→ **SUPPLIED INFORMATION**:
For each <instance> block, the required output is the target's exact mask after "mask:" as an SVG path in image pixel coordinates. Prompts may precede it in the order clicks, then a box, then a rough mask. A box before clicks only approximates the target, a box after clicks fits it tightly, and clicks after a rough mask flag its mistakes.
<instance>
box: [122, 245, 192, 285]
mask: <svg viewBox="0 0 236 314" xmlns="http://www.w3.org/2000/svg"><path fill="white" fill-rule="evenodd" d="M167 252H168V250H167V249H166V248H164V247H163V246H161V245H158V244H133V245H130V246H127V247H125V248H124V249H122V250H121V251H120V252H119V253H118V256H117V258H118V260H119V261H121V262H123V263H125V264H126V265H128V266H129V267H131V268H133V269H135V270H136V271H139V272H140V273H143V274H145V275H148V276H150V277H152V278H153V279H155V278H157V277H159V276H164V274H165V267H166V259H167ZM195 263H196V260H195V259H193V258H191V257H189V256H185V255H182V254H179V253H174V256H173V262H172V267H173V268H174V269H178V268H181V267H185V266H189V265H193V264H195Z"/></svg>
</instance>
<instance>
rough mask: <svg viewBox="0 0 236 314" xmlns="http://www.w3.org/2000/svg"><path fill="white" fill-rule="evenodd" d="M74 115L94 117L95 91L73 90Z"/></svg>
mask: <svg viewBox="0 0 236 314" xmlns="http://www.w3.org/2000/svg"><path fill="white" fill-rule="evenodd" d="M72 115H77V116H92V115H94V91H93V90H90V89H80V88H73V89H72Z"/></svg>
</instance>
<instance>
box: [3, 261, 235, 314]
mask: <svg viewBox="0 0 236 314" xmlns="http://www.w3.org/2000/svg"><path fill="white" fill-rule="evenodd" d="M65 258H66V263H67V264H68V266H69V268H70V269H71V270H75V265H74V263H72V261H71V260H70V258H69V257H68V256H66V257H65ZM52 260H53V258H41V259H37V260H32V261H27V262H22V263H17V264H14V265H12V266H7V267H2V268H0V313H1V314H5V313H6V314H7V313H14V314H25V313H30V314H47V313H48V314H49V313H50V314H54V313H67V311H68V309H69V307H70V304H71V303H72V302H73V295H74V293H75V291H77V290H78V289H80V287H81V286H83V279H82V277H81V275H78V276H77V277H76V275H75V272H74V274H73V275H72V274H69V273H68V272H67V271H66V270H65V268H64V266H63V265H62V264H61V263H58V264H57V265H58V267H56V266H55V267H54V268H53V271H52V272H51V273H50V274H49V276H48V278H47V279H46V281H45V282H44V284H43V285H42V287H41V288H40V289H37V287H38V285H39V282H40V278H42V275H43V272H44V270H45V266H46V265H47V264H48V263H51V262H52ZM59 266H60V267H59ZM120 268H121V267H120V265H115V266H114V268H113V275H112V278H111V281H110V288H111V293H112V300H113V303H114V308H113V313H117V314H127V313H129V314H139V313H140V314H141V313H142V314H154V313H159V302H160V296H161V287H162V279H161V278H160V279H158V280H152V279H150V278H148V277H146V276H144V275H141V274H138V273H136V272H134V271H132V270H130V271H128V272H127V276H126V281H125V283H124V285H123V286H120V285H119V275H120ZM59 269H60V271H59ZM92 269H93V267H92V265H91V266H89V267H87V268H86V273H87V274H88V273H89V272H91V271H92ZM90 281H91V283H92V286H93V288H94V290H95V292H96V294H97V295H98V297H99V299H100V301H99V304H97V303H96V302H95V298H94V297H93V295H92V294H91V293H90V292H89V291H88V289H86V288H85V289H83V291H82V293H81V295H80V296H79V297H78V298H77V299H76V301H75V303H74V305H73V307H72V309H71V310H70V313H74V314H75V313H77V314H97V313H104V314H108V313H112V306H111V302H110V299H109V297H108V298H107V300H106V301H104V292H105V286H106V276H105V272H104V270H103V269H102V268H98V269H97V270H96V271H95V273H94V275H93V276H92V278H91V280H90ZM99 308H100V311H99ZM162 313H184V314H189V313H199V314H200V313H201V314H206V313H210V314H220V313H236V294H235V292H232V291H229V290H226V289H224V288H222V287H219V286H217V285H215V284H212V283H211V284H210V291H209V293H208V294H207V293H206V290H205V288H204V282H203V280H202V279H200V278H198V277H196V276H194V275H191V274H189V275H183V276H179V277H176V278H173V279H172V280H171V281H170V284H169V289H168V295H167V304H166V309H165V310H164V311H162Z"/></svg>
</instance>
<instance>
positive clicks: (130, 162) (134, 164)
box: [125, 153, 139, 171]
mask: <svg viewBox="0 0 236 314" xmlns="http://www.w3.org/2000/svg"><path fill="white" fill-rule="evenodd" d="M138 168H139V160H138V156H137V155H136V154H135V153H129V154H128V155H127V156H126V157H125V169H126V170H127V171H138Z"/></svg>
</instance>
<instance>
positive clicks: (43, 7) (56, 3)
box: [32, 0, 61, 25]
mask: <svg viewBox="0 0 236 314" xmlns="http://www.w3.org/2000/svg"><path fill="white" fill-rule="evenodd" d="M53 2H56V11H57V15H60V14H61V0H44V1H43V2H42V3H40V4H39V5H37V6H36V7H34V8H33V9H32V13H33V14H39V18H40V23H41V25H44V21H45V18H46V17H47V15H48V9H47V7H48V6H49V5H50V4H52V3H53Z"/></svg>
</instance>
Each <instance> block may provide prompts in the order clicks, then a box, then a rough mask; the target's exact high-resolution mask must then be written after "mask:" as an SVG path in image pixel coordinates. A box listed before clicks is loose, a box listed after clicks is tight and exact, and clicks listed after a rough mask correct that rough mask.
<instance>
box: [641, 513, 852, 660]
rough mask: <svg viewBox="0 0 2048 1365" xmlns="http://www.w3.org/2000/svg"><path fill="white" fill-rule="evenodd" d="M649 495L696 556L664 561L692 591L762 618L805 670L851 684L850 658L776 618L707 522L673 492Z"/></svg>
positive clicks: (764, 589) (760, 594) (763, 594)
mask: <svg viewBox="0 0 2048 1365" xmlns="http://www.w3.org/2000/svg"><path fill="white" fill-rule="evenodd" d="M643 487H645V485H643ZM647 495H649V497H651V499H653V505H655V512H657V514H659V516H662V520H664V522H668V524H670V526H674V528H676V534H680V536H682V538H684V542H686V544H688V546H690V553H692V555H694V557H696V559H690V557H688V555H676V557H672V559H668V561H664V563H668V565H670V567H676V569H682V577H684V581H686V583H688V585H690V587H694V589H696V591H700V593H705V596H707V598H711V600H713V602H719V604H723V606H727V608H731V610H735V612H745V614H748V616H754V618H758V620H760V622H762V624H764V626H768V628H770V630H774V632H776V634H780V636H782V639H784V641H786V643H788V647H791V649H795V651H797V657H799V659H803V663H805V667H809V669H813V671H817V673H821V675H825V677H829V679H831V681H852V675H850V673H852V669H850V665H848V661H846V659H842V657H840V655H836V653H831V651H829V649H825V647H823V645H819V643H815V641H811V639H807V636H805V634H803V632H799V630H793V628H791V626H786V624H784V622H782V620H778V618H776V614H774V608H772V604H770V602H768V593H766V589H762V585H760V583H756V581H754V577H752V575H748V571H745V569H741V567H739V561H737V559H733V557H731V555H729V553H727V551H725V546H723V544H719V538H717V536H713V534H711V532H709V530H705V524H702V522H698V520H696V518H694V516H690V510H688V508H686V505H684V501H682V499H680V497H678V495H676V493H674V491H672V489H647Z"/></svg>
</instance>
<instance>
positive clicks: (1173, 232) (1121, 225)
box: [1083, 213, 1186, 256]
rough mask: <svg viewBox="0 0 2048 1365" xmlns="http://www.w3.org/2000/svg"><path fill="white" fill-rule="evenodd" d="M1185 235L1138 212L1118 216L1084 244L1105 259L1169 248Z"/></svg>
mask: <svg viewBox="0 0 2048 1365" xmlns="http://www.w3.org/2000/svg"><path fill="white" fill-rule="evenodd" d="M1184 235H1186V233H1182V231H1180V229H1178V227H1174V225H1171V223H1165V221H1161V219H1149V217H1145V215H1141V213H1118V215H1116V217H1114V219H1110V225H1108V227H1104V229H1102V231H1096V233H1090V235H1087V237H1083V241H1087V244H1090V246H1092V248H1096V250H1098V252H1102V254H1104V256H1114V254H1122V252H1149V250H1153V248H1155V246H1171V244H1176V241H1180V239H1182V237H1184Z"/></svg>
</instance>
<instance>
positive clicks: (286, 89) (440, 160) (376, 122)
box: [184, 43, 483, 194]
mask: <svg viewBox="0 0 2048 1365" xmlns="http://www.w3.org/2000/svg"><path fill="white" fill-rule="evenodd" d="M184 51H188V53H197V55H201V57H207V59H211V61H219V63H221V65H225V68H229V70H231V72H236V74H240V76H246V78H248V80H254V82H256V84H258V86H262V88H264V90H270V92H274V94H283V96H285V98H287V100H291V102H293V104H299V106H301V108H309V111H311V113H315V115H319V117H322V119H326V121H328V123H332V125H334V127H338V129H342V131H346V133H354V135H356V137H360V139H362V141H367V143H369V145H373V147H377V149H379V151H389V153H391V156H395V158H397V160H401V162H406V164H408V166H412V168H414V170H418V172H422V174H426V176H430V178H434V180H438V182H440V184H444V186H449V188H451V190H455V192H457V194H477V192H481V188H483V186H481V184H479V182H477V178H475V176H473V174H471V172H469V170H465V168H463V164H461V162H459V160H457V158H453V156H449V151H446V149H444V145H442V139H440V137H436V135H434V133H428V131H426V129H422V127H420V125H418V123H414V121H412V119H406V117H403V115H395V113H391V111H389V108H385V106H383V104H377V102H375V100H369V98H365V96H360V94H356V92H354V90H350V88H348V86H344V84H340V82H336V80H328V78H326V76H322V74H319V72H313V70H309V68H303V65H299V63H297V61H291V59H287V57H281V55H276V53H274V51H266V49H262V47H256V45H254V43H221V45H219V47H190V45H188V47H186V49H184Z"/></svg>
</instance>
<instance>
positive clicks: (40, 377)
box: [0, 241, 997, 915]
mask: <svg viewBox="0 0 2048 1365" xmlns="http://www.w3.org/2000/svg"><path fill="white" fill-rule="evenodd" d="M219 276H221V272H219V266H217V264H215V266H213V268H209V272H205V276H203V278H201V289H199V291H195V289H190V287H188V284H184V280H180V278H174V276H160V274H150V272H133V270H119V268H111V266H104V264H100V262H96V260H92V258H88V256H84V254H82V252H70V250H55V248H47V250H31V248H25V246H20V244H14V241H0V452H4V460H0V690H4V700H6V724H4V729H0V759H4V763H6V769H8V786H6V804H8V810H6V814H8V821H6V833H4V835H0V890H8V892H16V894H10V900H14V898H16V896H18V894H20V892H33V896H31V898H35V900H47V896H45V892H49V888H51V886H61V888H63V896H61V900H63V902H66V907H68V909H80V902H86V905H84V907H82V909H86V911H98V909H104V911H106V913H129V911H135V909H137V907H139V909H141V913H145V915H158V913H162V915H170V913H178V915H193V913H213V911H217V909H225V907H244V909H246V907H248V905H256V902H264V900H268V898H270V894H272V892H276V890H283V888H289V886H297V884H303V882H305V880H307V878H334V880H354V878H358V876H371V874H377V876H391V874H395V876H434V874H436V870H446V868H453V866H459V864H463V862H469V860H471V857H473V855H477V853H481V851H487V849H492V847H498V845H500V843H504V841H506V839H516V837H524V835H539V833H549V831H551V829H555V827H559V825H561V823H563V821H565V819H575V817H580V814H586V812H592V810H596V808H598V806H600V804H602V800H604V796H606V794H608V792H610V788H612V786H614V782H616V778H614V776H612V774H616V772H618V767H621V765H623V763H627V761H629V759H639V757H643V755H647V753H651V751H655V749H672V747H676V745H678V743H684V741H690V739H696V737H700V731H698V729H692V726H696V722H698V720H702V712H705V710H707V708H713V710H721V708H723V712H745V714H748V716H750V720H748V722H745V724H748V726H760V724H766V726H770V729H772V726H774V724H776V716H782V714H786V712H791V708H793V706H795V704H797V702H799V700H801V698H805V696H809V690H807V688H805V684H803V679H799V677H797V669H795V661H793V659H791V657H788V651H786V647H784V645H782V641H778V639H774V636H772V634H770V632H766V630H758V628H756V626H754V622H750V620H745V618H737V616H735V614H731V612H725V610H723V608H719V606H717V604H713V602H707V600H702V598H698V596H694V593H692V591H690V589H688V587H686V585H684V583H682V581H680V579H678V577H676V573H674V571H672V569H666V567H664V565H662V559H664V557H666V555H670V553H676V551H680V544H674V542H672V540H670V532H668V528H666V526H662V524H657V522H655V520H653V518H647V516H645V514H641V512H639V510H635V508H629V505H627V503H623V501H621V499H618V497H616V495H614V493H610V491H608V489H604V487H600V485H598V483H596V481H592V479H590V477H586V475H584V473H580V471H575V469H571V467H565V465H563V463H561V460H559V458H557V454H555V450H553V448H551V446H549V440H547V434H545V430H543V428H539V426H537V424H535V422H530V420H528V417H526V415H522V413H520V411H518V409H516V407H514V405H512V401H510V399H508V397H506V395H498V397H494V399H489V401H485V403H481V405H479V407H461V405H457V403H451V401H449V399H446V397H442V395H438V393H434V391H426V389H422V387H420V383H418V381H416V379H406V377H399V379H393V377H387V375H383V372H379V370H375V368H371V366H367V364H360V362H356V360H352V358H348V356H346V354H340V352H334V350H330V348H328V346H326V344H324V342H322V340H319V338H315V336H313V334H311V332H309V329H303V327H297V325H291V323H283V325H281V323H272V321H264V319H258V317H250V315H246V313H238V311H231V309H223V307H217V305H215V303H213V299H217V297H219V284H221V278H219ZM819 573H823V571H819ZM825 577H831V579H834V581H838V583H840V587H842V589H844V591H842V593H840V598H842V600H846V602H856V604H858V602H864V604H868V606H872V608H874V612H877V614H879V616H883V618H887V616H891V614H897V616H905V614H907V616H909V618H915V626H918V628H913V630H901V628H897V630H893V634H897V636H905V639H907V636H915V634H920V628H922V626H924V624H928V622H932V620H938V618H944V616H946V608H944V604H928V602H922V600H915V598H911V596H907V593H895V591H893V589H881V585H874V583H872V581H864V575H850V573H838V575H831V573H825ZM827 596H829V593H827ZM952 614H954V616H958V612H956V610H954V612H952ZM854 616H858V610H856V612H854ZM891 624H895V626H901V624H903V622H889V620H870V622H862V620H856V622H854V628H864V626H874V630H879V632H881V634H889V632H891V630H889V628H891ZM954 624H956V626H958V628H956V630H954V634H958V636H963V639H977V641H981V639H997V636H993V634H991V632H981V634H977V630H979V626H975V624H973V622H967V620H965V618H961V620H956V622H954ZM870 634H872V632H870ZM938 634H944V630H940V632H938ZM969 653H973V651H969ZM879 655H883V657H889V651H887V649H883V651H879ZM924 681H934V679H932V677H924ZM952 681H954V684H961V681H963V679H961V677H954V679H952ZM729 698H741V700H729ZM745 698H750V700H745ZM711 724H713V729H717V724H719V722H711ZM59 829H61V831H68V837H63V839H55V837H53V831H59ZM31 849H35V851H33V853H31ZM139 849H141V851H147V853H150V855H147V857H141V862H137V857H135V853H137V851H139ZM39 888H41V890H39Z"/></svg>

→ **PROBLEM DETAILS**: Copy the stretch from the start of the records through the line containing "box: [122, 245, 192, 285]", switching "rough mask" to "coarse mask" and leaving all else unchanged.

→ **FINAL ANSWER**:
For each <instance> block, the required output is the target's exact mask after "mask:" as an SVG path in image pixel coordinates. Prompts may precede it in the order clicks, then a box, then a coarse mask. A box before clicks only approximates the target, a box after clicks fits it tightly, and clicks after a coarse mask flag its mistakes.
<instance>
box: [122, 245, 192, 285]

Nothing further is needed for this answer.